DOCUMENT SEGMENT ▸
⁂
What makes them so special that a worker at Subway can't get that deal too!

@2 They have to put up with assholes like you is what makes them so special. Clearly you've never tried it. At Subway they only have to deal with your entitled ass for a few minutes. At a restaurant they have to put up with you for much longer.
Those owners in the article opening 3 new places aren't going to staff them? The restaurant industry is expanding round these parts, not shrinking
@5 - trolllolololololololololllll
"In lots of cases, service charges impersonate tips from the consumer's perspective but actually just go into the pocket of the employer," wrote Sage Wilson of Working Washington, a worker-advocacy organization, in an e-mail.

Yeah...unless a disinterested third party is handling the books, I'm not going to assume (pretend?) that the 18.5% is all going to go to the help. I'd say the owners are getting a raise (windfall?).
We were in Italy recently where tipping is not the practice. Service seemed much the same as Seattle restaurants in similar price ranges. I doubt very much that service charges in lieu of tips would result in any noticeable changes in quality of service.

"The plus of service charges is that it's really kind of like a full-on Uber experience," said prolific Seattle restaurateur Ethan Stowell. "You just sign the check and it's done."…
I drive for Uber and have given more than 500 rides. I have been tipped six times. Three of those tips came from Chinese exchange students. Zero came from the well-paid, well-served tech employees who are the bulk of my business. The tip is NOT included on your Uber ride. But deep down, you knew that, didn't you? ... I know it seems unbelievable, but the rate doesn't include a tip. Shocking, right? You had no idea, right? So instead of telling me how great Uber is and how nice my car is, give a little love if you think the service is good. "Nice car! You got here quick!" doesn't put tires on the car. Tip your driver. Now you know. Now if you don't tip, you're just an asshole.
⁂
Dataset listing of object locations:
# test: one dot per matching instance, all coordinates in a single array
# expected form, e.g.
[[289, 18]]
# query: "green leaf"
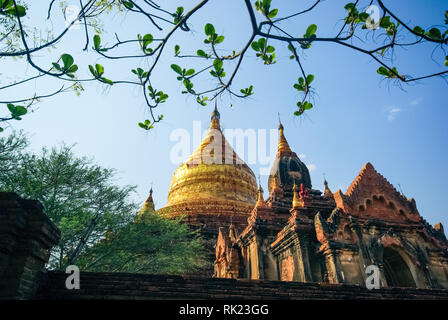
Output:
[[434, 34], [92, 71], [418, 30], [270, 49], [20, 110], [72, 69], [201, 53], [307, 105], [128, 4], [99, 69], [11, 107], [310, 31], [383, 71], [209, 29], [273, 13], [349, 6], [96, 42], [56, 66], [176, 69], [110, 82], [309, 78], [217, 64], [385, 22], [219, 39], [255, 46], [147, 39], [20, 10]]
⁂
From the comment thread on tipping, quote the passage starting at "Yeah...unless a disinterested" and ending at "a raise (windfall?).".

Yeah...unless a disinterested third party is handling the books, I'm not going to assume (pretend?) that the 18.5% is all going to go to the help. I'd say the owners are getting a raise (windfall?).